Below is a listing; copy all of it exactly.

** Begin **

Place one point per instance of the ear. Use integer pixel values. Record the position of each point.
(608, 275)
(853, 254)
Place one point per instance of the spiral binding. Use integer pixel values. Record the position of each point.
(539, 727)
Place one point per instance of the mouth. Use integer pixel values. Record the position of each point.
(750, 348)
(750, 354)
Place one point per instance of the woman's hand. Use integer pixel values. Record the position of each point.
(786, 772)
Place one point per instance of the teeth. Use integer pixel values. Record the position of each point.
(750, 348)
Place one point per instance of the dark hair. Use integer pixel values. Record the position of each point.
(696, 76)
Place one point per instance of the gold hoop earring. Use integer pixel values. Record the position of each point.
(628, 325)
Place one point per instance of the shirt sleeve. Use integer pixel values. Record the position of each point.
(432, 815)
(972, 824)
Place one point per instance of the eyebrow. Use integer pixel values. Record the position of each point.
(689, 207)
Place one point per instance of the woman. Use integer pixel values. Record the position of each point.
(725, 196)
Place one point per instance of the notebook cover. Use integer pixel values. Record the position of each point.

** End **

Written answer:
Place one point per instance of the ear. Use integer pixel values. Record the position of each point.
(608, 275)
(853, 254)
Place one point per instance of the spiral binding. Use integer pixel values. Record the position of each point.
(539, 727)
Place one point per instance of the mouth. Use integer pixel values. Record the position of each point.
(750, 348)
(750, 354)
Place one point per instance of the woman's hand. Use integer pixel values. Record the position of each point.
(786, 772)
Place one point per instance of the teeth. Use integer pixel values. Record the position of each point.
(750, 348)
Place one point per instance of the dark hair. Use integer pixel values. Record the position of each point.
(696, 76)
Place one point per instance of the gold hoop earring. Use integer pixel values. Record the position of each point.
(628, 325)
Place one point per instance of the shirt sleeve. Use integer pixel values. Record the position of each point.
(432, 815)
(972, 824)
Place one point per instance of the eyebrow. Use integer pixel values. Record the position of each point.
(689, 207)
Place one point per instance of the woman. Use integer pixel values. Record the position of each point.
(725, 196)
Place one point per instance of the notebook cover. Use integer pixel values. Record the position of each point.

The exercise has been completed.